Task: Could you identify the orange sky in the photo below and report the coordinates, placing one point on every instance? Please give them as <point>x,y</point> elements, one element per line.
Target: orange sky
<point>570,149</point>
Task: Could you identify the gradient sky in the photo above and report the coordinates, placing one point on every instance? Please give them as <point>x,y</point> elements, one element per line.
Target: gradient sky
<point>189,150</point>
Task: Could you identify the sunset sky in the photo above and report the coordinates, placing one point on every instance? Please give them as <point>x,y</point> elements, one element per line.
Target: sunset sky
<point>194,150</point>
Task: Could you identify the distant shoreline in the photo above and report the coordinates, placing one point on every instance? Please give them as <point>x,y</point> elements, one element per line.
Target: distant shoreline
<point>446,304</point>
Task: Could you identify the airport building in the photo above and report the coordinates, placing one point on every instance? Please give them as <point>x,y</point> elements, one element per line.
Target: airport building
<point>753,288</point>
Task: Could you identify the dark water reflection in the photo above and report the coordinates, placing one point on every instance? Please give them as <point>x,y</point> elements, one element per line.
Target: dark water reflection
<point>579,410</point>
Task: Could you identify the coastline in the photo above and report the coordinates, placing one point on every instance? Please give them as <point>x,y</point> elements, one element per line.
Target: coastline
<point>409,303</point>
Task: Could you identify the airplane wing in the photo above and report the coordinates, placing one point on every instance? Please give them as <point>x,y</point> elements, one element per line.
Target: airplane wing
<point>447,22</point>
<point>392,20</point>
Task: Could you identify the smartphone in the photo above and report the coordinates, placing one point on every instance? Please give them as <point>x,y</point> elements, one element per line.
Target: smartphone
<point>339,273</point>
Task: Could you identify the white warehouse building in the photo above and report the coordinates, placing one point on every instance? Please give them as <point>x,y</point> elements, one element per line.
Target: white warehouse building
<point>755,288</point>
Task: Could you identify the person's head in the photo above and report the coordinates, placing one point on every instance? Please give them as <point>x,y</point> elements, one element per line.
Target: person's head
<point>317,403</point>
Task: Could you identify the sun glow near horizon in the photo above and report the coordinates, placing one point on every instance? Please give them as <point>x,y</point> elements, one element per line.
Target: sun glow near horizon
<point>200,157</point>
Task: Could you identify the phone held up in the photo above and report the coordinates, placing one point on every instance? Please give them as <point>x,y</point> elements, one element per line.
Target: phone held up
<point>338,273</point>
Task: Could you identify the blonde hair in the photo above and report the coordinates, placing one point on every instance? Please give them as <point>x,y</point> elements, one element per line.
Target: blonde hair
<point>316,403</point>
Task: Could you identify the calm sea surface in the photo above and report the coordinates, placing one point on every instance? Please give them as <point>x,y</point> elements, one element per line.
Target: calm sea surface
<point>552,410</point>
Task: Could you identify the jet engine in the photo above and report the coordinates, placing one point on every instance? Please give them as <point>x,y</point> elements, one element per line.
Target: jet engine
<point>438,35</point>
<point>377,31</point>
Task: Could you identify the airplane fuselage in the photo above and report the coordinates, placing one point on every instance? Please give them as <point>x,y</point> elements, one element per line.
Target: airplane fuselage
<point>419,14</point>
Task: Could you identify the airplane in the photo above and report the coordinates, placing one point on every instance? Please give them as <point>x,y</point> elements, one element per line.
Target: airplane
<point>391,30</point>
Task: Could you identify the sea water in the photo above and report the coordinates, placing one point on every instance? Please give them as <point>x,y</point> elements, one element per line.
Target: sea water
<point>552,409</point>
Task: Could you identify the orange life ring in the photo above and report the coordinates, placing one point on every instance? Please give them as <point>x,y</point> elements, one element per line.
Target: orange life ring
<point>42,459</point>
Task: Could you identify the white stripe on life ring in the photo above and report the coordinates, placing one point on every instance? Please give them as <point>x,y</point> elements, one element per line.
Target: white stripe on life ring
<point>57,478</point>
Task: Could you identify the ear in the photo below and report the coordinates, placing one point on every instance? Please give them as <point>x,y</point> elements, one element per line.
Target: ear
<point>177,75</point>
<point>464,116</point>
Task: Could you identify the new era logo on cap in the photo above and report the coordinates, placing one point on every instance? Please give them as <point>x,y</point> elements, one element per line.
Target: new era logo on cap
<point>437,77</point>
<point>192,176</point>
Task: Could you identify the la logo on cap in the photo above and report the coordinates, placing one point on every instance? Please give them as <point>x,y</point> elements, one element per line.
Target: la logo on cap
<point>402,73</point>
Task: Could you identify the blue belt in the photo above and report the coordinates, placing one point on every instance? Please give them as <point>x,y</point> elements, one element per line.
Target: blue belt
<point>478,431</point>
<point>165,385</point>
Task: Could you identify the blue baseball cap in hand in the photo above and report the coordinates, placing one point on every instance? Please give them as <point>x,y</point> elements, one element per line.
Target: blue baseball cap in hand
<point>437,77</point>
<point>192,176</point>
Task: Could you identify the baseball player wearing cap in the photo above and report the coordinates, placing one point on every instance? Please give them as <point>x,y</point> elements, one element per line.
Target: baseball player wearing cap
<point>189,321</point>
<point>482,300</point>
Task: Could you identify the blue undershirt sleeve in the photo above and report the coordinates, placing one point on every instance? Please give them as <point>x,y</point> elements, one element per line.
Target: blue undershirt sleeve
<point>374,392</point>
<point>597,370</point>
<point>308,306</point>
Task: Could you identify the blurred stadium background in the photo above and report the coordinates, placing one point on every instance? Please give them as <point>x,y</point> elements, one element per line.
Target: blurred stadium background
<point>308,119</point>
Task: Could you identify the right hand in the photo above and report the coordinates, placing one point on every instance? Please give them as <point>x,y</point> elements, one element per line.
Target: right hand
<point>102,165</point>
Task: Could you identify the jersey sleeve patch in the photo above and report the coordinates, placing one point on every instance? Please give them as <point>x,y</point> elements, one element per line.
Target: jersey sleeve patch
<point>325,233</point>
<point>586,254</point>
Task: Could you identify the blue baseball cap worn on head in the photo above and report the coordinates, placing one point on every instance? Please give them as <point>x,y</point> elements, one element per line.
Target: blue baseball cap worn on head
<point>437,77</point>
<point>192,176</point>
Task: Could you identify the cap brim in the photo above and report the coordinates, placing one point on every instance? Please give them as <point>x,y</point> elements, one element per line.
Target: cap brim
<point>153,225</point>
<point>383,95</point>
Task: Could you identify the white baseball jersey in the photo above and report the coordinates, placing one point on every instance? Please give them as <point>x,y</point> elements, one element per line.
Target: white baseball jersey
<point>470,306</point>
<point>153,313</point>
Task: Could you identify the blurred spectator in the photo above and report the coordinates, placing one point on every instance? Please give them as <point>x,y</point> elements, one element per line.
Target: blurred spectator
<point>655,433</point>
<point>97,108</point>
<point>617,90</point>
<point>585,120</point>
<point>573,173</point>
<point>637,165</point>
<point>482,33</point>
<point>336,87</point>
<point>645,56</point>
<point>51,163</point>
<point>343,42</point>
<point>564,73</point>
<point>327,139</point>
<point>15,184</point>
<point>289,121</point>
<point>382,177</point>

● ● ● ● ● ● ●

DESCRIPTION OF THE TASK — From the first line to the last, transcribe the data exactly.

RESPONSE FOR THIS EXERCISE —
Task: Could you identify the orange sky in the photo below and report the coordinates, placing one point on every instance? Please give them as <point>x,y</point> elements, one element per line.
Target: orange sky
<point>570,149</point>
Task: Could you identify the gradient sky in the photo above and report the coordinates, placing one point on every instance? Please give them as <point>x,y</point> elements, one element per line.
Target: gradient sky
<point>189,150</point>
Task: Could you identify the sunset sky in the photo above and report the coordinates, placing one point on every instance? Please give them as <point>x,y</point> elements, one element per line.
Target: sunset sky
<point>194,150</point>
Task: Could you identify the distant shoreline in the photo above and report the coordinates, placing one point on every instance? Please give them as <point>x,y</point> elements, one element per line.
Target: distant shoreline
<point>446,304</point>
Task: Could you identify the airport building in the photo above and report the coordinates, placing one point on every instance? Please give them as <point>x,y</point> elements, one element per line.
Target: airport building
<point>753,288</point>
Task: Could you identify the dark water reflection in the photo above and report the coordinates, placing one point on every instance? Please give them as <point>x,y</point> elements, one element per line.
Target: dark water reflection
<point>579,410</point>
Task: Could you identify the coastline in the photo above and report the coordinates, placing one point on every instance? Please give them as <point>x,y</point> elements, one element per line.
Target: coastline
<point>409,303</point>
Task: Could you identify the airplane wing in the photo above and report the coordinates, placing one point on every instance? Please give them as <point>x,y</point> elements, one element per line.
Target: airplane wing
<point>447,22</point>
<point>392,20</point>
Task: Could you identify the smartphone in the photo above and report the coordinates, placing one point on every instance? Please give them as <point>x,y</point> elements, one element per line.
Target: smartphone
<point>339,273</point>
Task: Could you identify the white warehouse building in the photo above and report the coordinates, placing one point on every instance? Please give them as <point>x,y</point> elements, one element per line.
Target: white warehouse building
<point>755,288</point>
Task: Could you identify the person's head in the photo above and report the coordinates, placing one point on every instance? Please give them as <point>x,y</point> elements, one element per line.
Target: person's head
<point>317,403</point>
Task: Could you identify the sun glow near horizon in the photo above and report the coordinates, placing one point on every instance? Please give them as <point>x,y</point> elements, one element per line.
Target: sun glow near horizon
<point>200,157</point>
Task: Could you identify the phone held up in the photo above and report the coordinates, placing one point on every instance? Please give them as <point>x,y</point> elements, one element per line.
Target: phone held up
<point>338,273</point>
Task: Could you identify the blonde hair in the photo above and report the coordinates, placing one point on every instance? Please give them as <point>x,y</point> elements, one element per line.
Target: blonde hair
<point>316,403</point>
Task: Could you identify the calm sea surface in the photo above and report the coordinates, placing one point on every instance? Please give them as <point>x,y</point> elements, one element per line.
Target: calm sea surface
<point>552,410</point>
Task: Could you identify the jet engine in the photo above and report the coordinates, placing one point on every instance? Please give them as <point>x,y</point> elements, one element per line.
Target: jet engine
<point>438,35</point>
<point>377,31</point>
Task: Could you identify the airplane fuselage in the photo above and report the coordinates, placing one point on every instance? Please give them as <point>x,y</point> elements, one element per line.
Target: airplane fuselage
<point>419,14</point>
Task: Could you identify the airplane in the photo above and report the coordinates, placing one point on every instance? Please give them as <point>x,y</point> elements, one element per line.
Target: airplane
<point>391,30</point>
Task: Could you identify the sea water in the photo above and report the coordinates, placing one point on every instance? Please give them as <point>x,y</point> elements, one element per line.
Target: sea water
<point>552,409</point>
Task: Could you identify the orange life ring in the photo above and report the coordinates, placing one point on every instance? Please give them as <point>x,y</point> elements, one element per line.
Target: orange life ring
<point>42,459</point>
Task: Could you identify the white stripe on life ring in the photo above and report the coordinates, placing one point on every instance? Please give them as <point>x,y</point> elements, one element per line.
Target: white stripe on life ring
<point>57,478</point>
Task: Could you identify the ear in the photo below and report the coordinates, placing one point on every instance? Please give them as <point>x,y</point> elements, one element per line.
Target: ear
<point>177,75</point>
<point>464,116</point>
Task: Could you identify the new era logo on cap in the photo above and report the coordinates, placing one point on every instance? Please give them as <point>x,y</point> elements, one element per line.
Target: new era logo on cap
<point>437,77</point>
<point>192,176</point>
Task: Could you identify the la logo on cap in the photo above and report the coordinates, placing one point on every instance? Please give them as <point>x,y</point> elements, one element per line.
Target: la logo on cap
<point>402,73</point>
Task: Could you identify the blue belt in the photo above and report the coordinates, placing one point on every instance? Please give them as <point>x,y</point> elements, one element per line.
Target: blue belt
<point>478,431</point>
<point>165,385</point>
Task: Could you identify the blue baseball cap in hand in the photo above and report the coordinates, placing one point on every instance? Please give them as <point>x,y</point> elements, one element per line.
Target: blue baseball cap in hand
<point>437,77</point>
<point>192,176</point>
Task: Could you identify the baseball player wearing cap in the photo above and report the coordinates, placing one point on every instance? Please give them as <point>x,y</point> elements, one element per line.
Target: baseball player wearing cap
<point>189,321</point>
<point>482,300</point>
Task: Could you identify the blue undershirt sleeve in the photo above and report the coordinates, placing one point on every instance? Please give them as <point>x,y</point> elements, one element per line.
Target: blue undershirt sleeve
<point>374,392</point>
<point>597,370</point>
<point>308,306</point>
Task: Could you identify the blurred stadium background in the photo above and report the coordinates, placing one point on every instance? Please give them as <point>x,y</point> elements, one element per line.
Target: blurred stadium background
<point>308,119</point>
Task: Could you identify the right hand in the photo above and report the coordinates, placing one point on every instance? Please give them as <point>x,y</point> elements, one element per line.
Target: right hand
<point>102,165</point>
Task: Could you identify the jersey sleeve patch in the photo above and report the coordinates, placing one point on every instance? Please give them as <point>x,y</point> elements, one element per line.
Target: jersey sleeve patch
<point>325,233</point>
<point>586,254</point>
Task: Could you identify the blue baseball cap worn on head in the photo above and report the coordinates, placing one point on every instance? Please give them as <point>x,y</point> elements, one element per line.
Target: blue baseball cap worn on head
<point>437,77</point>
<point>192,176</point>
Task: Could you identify the cap brim in the photo above and report the coordinates, placing one point on every instance? Please give them as <point>x,y</point> elements, one element per line.
Target: cap brim
<point>153,225</point>
<point>383,95</point>
Task: Could you identify the white baseball jersey in the photo above and report the coordinates, placing one point on every instance? Please give them as <point>x,y</point> elements, one element per line.
Target: white baseball jersey
<point>470,306</point>
<point>153,313</point>
Task: Could you identify the blurred spectator in the photo above and report the coordinates, placing one point on every instance? Please give them as <point>x,y</point> elements, one element per line.
Target: blurred spectator
<point>655,433</point>
<point>97,108</point>
<point>617,90</point>
<point>585,120</point>
<point>573,173</point>
<point>637,165</point>
<point>482,33</point>
<point>336,87</point>
<point>645,56</point>
<point>51,163</point>
<point>343,42</point>
<point>564,73</point>
<point>327,139</point>
<point>15,184</point>
<point>289,121</point>
<point>382,177</point>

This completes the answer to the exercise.